TEXTO PARA LEITURA>
A Fada que Tinha Ideias: Elvira Rocha, Lígia Diniz, Rita Viana

Jardins de Infância: A memória é o espetáculo

Matéria publicada no Jornal da ACET – pág.11 e 12
Por Flora Sussekind – Rio de Janeiro – Dez 1983

Barra

Teatro: Na Ciranda da Memória

O teatro às escuras. Silêncio completo no palco e na plateia. Subitamente projeta-se luz forte sobre um único elemento cênico: um enorme balanço vazio, que oscila para frente e para trás, num ritmo lento, como se movido apenas pelo vento. Como se tivesse sido abandonado há bem pouco tempo. Ou convidasse alguém a ocupa-lo imaginária ou literalmente. É assim que inicia e termina um dos melhores espetáculos da atual temporada de teatro para crianças: Jardins de Infância, belo exemplo da maturidade artística alcançada pelo Grupo Além da Lua depois de um trabalho conjunto há três anos, sempre voltado para o público infanto-juvenil.

Luz fraca. Poucos personagens em cena. Todos em trajes circenses e, cada um por sua vez, se agrupando num circulo ao centro de uma arena vazia. De repente, das mãos destes atores, surge, de modo meio mágico, uma pequena e colorida lona circense que passa a recobrir um picadeiro estranhamente deserto. E que permanecerá assim nesta que é a cena final de Viva o Circo!”,  peça que marcou a primeira incursão de Naum Alves de Souza, como autor, no teatro infantil.

DADOS FORNECIDOS>
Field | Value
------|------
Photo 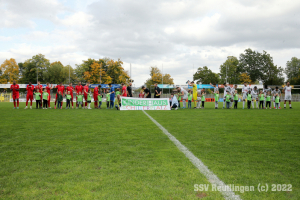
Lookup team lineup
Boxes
[10,81,292,110]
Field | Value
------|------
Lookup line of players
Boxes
[210,82,292,109]
[10,81,132,109]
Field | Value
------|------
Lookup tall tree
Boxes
[84,62,112,84]
[193,66,220,84]
[0,58,20,83]
[22,54,50,83]
[220,56,241,84]
[260,51,284,85]
[238,48,264,82]
[284,57,300,85]
[145,67,174,88]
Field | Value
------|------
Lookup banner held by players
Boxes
[120,97,170,110]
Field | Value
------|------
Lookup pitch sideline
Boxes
[143,110,241,200]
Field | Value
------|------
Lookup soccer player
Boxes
[242,82,250,109]
[171,93,178,110]
[35,81,43,92]
[46,83,53,108]
[177,87,188,108]
[258,90,265,109]
[66,83,74,109]
[121,83,127,97]
[94,85,102,109]
[42,88,49,109]
[127,83,132,97]
[266,92,271,109]
[83,82,90,109]
[34,88,43,109]
[10,81,20,109]
[272,86,281,109]
[251,86,258,109]
[233,90,239,109]
[230,85,237,108]
[25,82,34,109]
[76,92,83,109]
[54,82,65,109]
[263,85,272,108]
[108,83,115,108]
[188,81,198,109]
[282,81,292,109]
[75,82,83,107]
[223,83,231,108]
[247,90,252,109]
[142,86,151,98]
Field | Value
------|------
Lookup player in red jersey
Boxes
[94,85,101,109]
[54,82,65,109]
[75,82,83,107]
[121,83,127,97]
[35,81,43,92]
[46,83,53,108]
[25,82,34,109]
[83,82,90,109]
[66,83,74,109]
[10,81,20,109]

INSTRUÇÕES DAS TAREFAS>
**a)** No texto sobre Jardins de Infância, qual elemento cênico recebe luz forte no início do espetáculo?
**b)** Escreva a continuação do texto sobre Jardins de Infância a partir do ponto em que ele termina.
Os dados são um material à parte, sem ligação com o texto sobre Jardins de Infância.

EM RESPOSTA>
**a)** Um enorme balanço vazio.

**b)**
O balanço de Jardins de Infância e o circo de Naum, imagens gêmeas não só por exibirem espaços vazios, mas por aquilo que, teatralmente, as enche de significação: jogo entre estas lacunas e um teatro infantil que escolhe a  memória como meio privilegiado de comunicação com seu público e de representação da infância. Imagens estas que parecem evocar a trajetória do teatro para crianças em 1983 em direção a uma retomada lírico-crítica do universo infantil. Ora sob a forma de adaptações ou remontagens de algumas de suas boas lembranças literárias ou teatrais, ora sob a ótica de um memorialismo crítico ou nostálgico, a grande personagem do teatro infantil carioca este ano foi a memória.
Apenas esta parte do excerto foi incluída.